_The input_:
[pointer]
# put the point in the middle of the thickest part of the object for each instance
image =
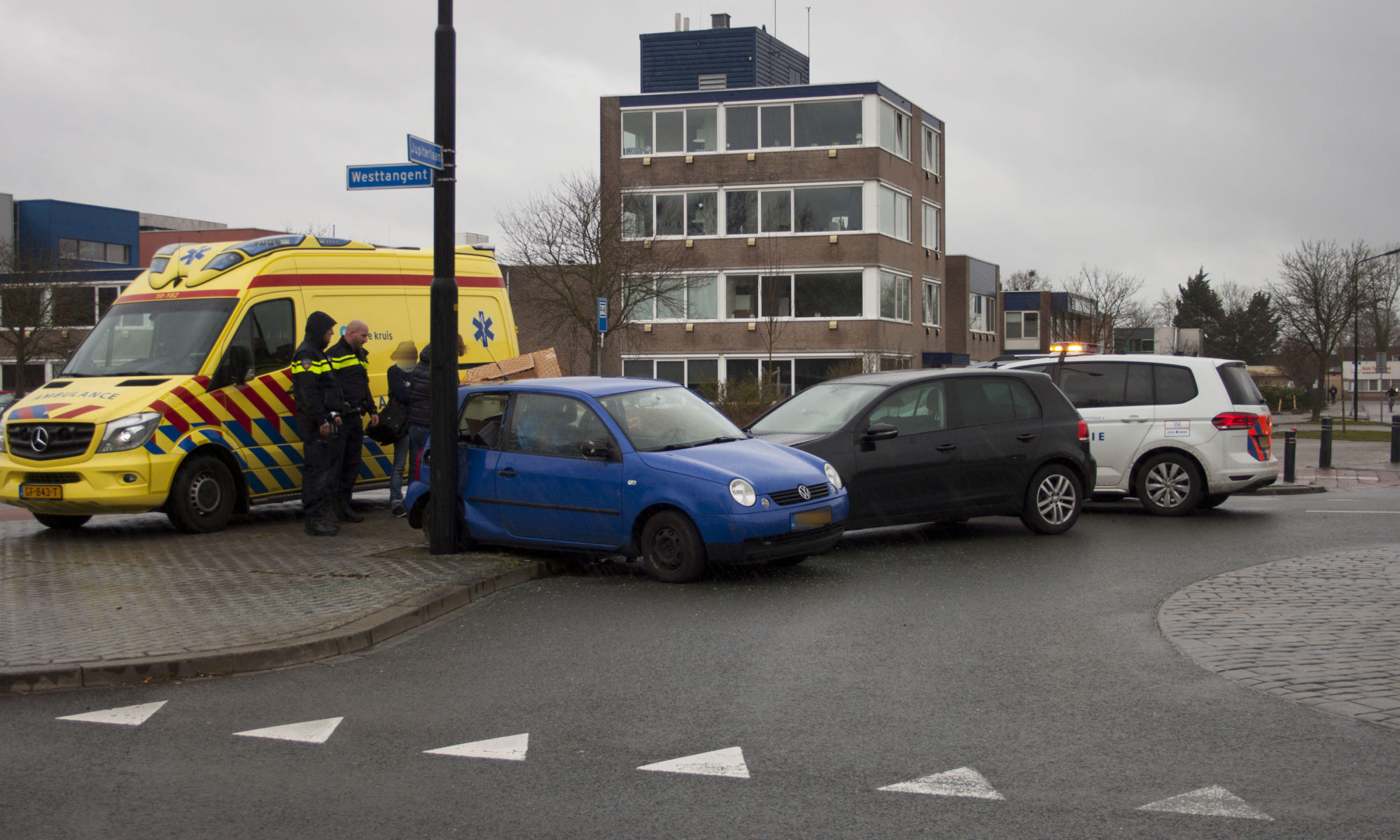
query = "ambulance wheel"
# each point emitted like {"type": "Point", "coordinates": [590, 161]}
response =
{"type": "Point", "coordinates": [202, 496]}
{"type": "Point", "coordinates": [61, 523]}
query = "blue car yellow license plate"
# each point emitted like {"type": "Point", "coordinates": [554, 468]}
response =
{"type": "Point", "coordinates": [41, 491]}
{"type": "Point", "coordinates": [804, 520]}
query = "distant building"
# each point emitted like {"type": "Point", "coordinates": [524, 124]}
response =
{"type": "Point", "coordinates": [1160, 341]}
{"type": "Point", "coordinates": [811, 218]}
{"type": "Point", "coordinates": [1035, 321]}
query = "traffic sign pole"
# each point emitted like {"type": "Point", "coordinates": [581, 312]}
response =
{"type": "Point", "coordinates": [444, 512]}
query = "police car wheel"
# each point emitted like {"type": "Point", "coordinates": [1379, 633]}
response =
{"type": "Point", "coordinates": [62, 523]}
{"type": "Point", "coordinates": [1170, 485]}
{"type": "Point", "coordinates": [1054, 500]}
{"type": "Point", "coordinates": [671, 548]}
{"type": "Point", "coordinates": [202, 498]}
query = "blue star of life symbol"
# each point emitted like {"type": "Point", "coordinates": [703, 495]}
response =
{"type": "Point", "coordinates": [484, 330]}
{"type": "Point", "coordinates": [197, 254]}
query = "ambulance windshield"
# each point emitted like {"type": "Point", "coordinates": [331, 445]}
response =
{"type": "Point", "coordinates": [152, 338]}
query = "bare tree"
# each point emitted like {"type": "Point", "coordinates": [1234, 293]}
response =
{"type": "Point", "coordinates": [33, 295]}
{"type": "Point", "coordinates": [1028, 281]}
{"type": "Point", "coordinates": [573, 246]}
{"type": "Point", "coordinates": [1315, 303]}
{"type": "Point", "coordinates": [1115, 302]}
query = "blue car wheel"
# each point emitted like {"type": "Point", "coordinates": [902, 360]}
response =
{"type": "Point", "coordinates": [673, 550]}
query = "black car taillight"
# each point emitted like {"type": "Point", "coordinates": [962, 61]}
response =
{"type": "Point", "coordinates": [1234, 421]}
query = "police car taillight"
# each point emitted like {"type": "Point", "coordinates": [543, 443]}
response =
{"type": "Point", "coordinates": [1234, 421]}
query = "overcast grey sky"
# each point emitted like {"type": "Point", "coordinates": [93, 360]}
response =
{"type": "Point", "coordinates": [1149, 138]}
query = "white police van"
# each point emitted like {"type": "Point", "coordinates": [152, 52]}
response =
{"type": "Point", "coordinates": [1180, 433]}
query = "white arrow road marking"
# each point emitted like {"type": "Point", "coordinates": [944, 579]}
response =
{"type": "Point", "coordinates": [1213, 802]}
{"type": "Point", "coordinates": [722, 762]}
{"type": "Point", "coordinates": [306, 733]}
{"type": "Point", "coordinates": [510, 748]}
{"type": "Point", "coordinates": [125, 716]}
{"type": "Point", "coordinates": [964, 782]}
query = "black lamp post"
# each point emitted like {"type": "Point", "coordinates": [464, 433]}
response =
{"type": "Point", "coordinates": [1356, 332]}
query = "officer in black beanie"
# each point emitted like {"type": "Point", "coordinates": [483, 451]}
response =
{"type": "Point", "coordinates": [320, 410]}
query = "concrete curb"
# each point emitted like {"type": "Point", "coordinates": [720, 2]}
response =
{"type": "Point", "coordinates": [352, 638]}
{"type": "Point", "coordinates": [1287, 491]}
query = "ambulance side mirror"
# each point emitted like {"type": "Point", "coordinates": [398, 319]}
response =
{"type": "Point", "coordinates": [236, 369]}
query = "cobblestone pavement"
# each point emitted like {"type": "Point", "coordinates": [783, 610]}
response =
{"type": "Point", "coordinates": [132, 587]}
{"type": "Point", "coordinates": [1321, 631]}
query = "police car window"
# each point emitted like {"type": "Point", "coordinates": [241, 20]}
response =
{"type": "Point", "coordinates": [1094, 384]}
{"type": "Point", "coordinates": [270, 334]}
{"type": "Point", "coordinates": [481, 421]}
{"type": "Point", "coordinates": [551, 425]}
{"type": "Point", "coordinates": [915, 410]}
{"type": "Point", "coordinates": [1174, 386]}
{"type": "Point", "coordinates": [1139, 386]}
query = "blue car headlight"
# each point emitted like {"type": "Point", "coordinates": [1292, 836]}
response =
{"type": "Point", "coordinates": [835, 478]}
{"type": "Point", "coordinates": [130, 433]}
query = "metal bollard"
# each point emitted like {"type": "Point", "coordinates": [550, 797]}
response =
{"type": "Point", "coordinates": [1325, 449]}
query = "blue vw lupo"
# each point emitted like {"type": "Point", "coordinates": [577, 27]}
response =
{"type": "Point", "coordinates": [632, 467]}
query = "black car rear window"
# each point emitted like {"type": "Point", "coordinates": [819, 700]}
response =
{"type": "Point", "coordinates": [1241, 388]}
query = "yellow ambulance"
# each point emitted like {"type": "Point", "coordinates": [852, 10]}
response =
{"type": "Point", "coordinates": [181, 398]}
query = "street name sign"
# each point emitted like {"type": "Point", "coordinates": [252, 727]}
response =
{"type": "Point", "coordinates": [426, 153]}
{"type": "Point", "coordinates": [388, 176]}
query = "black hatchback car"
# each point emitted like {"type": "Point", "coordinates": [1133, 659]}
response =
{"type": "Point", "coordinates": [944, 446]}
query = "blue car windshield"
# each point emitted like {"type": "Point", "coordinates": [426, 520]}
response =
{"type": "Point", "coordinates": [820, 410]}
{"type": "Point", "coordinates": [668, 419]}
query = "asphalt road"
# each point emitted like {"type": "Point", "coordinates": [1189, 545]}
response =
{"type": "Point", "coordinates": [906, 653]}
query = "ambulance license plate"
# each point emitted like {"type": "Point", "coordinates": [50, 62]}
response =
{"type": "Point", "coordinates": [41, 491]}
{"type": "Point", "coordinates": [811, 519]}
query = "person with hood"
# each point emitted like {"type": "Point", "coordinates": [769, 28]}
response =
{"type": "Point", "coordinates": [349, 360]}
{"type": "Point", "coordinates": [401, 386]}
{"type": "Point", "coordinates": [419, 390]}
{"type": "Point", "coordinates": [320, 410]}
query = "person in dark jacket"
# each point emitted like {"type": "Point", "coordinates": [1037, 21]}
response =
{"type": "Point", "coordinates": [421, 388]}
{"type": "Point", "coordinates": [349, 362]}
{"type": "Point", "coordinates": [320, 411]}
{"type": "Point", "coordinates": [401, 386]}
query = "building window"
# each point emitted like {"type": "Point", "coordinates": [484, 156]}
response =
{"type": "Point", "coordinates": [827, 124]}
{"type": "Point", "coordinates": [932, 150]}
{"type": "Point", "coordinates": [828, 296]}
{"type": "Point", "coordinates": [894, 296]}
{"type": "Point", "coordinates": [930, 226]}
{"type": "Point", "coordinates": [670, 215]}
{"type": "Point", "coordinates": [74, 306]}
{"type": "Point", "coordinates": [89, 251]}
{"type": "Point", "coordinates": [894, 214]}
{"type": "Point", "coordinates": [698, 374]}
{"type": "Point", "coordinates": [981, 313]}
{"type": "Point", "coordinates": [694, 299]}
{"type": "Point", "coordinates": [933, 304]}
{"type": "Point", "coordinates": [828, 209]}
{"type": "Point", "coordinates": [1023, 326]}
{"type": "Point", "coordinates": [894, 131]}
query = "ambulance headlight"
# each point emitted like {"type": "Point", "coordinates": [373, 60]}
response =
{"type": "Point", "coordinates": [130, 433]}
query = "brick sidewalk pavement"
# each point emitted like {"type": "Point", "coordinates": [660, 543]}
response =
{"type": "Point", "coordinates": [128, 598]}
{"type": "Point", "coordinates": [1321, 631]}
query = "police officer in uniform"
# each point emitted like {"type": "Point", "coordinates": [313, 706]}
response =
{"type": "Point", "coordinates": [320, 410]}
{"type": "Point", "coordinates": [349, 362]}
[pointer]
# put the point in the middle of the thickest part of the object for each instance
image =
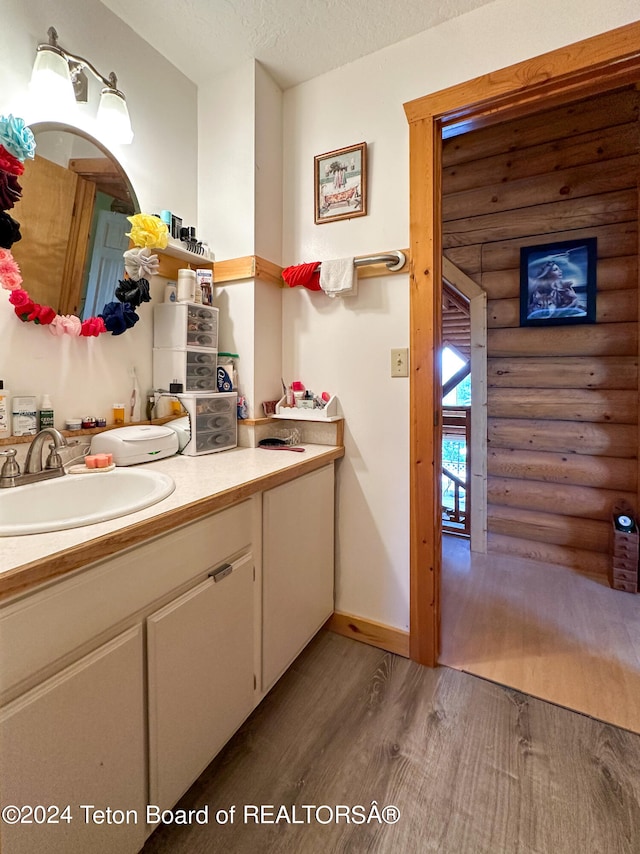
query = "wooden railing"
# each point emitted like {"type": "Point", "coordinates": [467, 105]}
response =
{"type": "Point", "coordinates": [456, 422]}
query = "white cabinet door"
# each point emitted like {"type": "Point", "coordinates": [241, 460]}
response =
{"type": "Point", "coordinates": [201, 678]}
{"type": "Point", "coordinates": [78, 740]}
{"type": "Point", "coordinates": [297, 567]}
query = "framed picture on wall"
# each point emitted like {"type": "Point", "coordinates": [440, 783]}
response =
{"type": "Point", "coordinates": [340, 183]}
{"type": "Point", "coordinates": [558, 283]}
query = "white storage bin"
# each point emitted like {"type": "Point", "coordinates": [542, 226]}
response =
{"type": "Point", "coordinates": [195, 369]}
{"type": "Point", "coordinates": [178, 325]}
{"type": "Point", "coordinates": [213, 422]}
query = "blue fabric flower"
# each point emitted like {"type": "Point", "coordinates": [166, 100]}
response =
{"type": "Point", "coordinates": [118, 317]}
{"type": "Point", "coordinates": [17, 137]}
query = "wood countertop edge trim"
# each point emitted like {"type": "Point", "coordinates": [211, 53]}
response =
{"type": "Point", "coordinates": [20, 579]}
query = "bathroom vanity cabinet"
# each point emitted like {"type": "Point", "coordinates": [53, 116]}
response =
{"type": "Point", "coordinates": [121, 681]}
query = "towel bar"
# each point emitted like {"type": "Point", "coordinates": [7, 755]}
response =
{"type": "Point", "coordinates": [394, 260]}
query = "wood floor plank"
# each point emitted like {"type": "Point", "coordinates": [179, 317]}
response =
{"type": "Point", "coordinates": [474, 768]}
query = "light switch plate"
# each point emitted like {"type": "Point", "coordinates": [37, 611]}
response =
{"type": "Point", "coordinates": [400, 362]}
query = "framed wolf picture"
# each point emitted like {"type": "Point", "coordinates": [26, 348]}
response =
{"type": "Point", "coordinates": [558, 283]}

_Task to complete_: List every line of the entries above that contains the word "blue". Case counts.

_Solution for this exercise_:
query = "blue car yellow license plate"
query = "blue star of life symbol"
query = "blue car wheel"
query = "blue car headlight"
query = "blue vw lupo"
query = "blue car windshield"
query = "blue fabric flower"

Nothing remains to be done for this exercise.